-- Exercise description --
Repeat each entry below without omitting a single word.

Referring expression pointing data
..............................
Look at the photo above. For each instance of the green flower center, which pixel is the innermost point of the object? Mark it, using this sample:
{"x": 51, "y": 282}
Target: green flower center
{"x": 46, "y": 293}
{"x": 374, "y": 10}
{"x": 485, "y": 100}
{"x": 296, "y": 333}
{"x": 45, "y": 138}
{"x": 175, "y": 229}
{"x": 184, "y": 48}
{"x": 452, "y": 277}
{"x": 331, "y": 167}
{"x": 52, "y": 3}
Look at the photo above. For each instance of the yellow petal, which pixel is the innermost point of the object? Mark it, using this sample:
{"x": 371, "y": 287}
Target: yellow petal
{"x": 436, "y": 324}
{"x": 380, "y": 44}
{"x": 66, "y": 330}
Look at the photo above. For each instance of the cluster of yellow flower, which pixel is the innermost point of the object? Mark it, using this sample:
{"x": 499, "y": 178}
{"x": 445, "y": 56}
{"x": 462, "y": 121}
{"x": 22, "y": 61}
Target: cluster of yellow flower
..............................
-- Response area --
Look at the photo above. For each instance of the green flower center, which pixel is the innermost point of the object? Mark it, using this sample:
{"x": 51, "y": 282}
Target: green flower center
{"x": 46, "y": 293}
{"x": 374, "y": 10}
{"x": 485, "y": 100}
{"x": 296, "y": 333}
{"x": 45, "y": 138}
{"x": 175, "y": 229}
{"x": 184, "y": 48}
{"x": 452, "y": 277}
{"x": 331, "y": 167}
{"x": 52, "y": 3}
Look at the photo above. For each instance of the yellow petal, which pixel is the innermost point of the object? Mark it, using this sample:
{"x": 371, "y": 287}
Target: yellow petal
{"x": 436, "y": 324}
{"x": 380, "y": 44}
{"x": 66, "y": 330}
Look at the photo above. For each instance of the cluster of yellow flower, which pixel is the innermost point of the object? Mark it, using this sample:
{"x": 499, "y": 178}
{"x": 445, "y": 56}
{"x": 462, "y": 121}
{"x": 22, "y": 61}
Target: cluster of yellow flower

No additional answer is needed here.